__PROVIDED DATA__
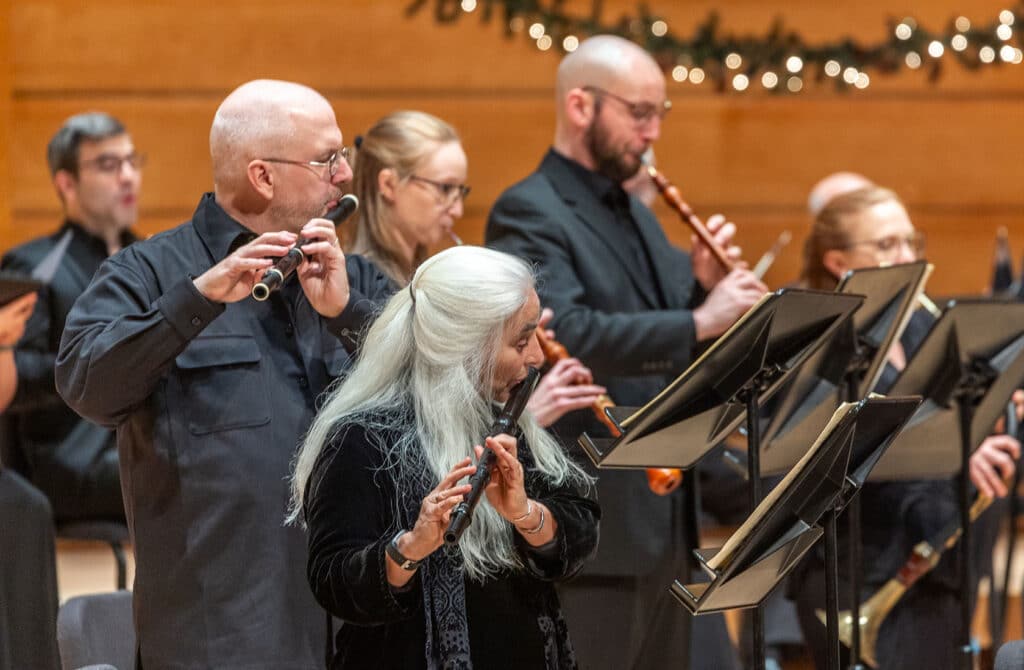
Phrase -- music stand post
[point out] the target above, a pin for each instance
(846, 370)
==
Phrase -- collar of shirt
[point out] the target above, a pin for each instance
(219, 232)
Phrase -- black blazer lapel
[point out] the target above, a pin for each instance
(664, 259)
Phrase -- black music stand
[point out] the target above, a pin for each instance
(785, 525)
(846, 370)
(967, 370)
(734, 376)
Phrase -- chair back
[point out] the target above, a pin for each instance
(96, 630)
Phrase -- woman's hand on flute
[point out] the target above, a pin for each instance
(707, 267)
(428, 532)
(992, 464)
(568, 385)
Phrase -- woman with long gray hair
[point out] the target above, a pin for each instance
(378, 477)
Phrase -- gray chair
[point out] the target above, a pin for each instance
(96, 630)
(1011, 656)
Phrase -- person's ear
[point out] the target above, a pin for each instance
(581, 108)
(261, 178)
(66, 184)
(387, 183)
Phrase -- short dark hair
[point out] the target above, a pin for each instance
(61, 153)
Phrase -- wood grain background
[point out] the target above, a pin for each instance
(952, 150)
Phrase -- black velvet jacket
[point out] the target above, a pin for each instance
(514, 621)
---
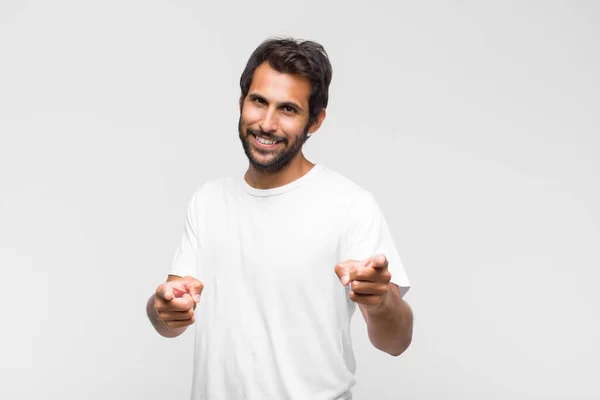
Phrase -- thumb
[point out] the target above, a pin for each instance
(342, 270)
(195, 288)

__YOUR INSTRUCTIONS__
Write only the number of lines in the listing that hold the word "woman".

__TASK ANSWER__
2